• [Exercise aim] Retype the passage of the texting-and-walking article from "Research from the" to "tripping over clutter." with no changes.

** Supplied passage follows **

New app aims to keep people safe while texting and walking
New York's One Llama Labs has an app on the way to help those who text and walk stay out of harm's way.
New York's One Llama Labs has an app on the way to help those who text and walk stay out of harm's way.
Entitled One Llama, the app scans for surrounding danger via sounds such as screaming, sirens, tire squeals and more. As reported by MIT Technoloy Review, the app features such sounds in its memory bank, and 'listens' through smart device microphones, comparing sounds to those in its bank. When the device finds a match, or one that's close enough, it switches off whatever the person is listening to and replaces it with a louder version of the sound.
Research from the University of Buffalo supports the notion of texting and walking as potentially dangerous. According to an announcement from the university this week, texting while walking was found to be more dangerous than texting while driving, with issues including walking into traffic, bumping into walls, falling down stairs and tripping over clutter.
'When texting, you're not as in control with the complex actions of walking,' says University of Buffalo professor Dietrich Jehle, MD, who also works as an attending physician at Erie County Medical Center, a regional trauma center in New York. 'While talking on the phone is a distraction, texting is much more dangerous because you can't see the path in front of you.'
Jehle notes three types of distraction pedestrians face: manual, when they're busy doing something else; visual, when they see something else; and cognitive, when their minds are elsewhere. Tens of thousands of US pedestrians end up in emergency rooms each year, with Jehle believing at least 10 % of these accidents involving cell phones. He says the percentage is probably higher, but that patients tend to 'underreport' accident cause due to embarrassment.
Texting is hardly the only distraction these days, with people updating their Facebook status or scrolling through their Twitter feed rather than paying attention to where they're going. A study from Ohio State University found the number of pedestrian emergency room visits for cell phone-related injuries tripled between 2004 and 2010. The study also found that those most susceptible to such injuries were between the ages of 16 and 25.
The One Llama team developed the app for Android and has not provided a release date. An iOS app is also in development.

** End of Supplied passage **
** Record extracts follows **

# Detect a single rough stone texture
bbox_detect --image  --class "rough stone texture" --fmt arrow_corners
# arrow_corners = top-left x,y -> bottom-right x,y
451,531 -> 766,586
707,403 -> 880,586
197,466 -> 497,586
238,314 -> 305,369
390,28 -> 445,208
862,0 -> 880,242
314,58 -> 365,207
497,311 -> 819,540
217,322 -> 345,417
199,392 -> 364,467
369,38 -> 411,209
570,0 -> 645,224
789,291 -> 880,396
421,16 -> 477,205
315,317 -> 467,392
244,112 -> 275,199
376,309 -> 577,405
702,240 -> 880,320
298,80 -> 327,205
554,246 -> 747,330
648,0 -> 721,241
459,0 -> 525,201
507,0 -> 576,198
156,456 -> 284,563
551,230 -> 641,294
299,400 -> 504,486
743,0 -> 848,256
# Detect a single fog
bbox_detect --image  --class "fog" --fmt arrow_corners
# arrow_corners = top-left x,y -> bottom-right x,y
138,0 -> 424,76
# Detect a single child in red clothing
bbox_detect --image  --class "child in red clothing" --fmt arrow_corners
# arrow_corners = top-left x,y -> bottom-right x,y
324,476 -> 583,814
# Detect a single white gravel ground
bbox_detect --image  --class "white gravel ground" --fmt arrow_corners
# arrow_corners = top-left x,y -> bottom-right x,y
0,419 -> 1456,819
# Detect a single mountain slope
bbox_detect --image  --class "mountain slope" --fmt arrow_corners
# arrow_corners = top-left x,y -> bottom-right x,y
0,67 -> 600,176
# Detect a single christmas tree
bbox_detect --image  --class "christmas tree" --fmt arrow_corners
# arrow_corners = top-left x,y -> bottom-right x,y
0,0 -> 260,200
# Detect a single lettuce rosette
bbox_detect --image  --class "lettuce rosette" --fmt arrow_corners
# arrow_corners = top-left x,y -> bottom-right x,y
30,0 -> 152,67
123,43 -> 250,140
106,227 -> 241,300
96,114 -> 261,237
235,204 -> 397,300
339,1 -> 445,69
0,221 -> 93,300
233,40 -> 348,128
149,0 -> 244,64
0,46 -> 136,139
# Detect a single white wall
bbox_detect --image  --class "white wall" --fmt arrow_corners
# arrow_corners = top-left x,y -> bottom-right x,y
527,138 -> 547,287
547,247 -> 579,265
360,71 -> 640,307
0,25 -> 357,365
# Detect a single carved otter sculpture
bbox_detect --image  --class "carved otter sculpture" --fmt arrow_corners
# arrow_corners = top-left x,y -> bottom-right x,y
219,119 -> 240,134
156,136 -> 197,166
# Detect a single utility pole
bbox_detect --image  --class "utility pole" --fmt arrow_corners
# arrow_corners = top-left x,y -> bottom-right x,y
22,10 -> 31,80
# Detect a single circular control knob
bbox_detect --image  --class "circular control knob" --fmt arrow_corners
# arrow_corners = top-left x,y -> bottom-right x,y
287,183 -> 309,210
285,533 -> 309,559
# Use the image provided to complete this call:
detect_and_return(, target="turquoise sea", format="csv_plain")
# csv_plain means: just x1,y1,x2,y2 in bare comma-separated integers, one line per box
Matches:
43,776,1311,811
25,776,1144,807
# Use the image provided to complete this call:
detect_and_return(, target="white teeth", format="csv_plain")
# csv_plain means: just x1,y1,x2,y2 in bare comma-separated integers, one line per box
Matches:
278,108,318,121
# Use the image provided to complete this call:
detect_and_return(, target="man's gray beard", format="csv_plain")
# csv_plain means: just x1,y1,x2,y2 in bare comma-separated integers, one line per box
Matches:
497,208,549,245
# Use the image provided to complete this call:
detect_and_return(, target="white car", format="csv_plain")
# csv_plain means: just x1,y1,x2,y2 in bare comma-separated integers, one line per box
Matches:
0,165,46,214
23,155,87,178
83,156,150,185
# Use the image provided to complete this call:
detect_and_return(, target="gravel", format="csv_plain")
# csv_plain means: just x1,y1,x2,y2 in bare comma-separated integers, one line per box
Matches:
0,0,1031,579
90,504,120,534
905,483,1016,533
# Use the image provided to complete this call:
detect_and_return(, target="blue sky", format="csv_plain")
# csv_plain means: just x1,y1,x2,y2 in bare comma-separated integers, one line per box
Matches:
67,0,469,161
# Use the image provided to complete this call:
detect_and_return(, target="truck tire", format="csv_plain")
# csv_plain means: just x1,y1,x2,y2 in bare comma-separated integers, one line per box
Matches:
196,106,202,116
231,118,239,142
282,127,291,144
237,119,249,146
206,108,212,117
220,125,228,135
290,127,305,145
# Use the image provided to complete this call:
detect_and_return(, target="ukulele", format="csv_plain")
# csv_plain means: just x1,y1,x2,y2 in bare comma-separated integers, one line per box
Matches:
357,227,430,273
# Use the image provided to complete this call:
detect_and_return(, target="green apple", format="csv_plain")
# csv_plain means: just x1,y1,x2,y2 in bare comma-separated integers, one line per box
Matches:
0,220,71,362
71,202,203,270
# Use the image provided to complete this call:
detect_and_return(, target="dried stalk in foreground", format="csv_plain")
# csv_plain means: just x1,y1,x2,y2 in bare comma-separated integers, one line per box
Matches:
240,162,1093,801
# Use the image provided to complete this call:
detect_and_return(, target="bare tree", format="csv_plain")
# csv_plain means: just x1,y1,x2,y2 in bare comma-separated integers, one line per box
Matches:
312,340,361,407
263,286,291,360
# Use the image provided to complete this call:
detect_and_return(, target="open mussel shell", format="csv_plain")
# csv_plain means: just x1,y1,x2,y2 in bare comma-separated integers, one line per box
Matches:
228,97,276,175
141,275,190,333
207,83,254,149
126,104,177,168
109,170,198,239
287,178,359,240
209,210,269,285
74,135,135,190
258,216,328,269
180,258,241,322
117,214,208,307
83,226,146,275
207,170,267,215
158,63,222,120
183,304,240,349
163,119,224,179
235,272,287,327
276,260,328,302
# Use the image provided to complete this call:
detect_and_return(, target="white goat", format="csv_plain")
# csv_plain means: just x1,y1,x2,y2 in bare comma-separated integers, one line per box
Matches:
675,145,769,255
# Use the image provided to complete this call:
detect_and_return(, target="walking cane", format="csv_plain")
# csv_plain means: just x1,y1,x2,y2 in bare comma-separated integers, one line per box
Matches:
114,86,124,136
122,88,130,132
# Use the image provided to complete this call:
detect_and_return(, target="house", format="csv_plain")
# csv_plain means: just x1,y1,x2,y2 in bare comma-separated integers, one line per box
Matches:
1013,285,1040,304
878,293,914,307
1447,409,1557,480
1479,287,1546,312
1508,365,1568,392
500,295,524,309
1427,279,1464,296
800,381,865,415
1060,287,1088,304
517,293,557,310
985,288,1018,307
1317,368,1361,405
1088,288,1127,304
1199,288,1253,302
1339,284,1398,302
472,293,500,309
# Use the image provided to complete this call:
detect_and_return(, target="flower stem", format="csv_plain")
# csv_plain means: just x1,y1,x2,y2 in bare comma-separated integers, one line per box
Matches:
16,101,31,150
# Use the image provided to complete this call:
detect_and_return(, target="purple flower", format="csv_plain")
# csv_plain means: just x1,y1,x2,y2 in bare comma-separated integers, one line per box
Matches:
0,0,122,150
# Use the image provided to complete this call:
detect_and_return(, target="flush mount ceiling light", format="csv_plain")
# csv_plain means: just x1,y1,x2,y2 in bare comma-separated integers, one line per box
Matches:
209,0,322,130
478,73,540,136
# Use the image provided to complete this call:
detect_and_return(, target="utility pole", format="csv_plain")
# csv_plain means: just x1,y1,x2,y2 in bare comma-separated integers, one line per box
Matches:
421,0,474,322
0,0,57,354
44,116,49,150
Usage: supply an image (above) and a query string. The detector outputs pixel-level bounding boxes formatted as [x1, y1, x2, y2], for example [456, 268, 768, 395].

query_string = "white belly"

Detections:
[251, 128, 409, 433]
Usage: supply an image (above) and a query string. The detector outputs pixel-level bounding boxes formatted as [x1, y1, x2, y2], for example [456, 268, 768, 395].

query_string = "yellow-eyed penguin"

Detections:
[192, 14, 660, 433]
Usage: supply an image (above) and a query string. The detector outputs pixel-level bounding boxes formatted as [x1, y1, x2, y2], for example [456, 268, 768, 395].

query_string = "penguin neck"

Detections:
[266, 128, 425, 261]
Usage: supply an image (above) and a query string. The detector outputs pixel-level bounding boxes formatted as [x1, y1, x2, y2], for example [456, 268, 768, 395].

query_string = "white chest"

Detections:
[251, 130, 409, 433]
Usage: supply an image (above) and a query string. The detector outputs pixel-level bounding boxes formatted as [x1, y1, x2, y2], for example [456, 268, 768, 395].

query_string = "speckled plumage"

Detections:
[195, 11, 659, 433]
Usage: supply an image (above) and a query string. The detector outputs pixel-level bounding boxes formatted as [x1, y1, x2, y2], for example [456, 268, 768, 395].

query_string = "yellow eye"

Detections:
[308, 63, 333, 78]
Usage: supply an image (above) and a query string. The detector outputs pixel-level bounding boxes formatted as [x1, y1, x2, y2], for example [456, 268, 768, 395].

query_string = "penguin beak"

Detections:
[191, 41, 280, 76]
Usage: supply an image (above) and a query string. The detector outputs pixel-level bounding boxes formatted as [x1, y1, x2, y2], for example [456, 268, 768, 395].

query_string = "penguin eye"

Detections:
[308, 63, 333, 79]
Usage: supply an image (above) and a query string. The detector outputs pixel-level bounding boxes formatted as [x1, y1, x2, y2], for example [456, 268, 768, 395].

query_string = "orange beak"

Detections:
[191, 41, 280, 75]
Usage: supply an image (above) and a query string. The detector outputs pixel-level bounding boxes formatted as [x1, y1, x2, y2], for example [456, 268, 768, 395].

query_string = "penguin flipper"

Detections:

** End of Record extracts **

• [Answer box]
Research from the University of Buffalo supports the notion of texting and walking as potentially dangerous. According to an announcement from the university this week, texting while walking was found to be more dangerous than texting while driving, with issues including walking into traffic, bumping into walls, falling down stairs and tripping over clutter.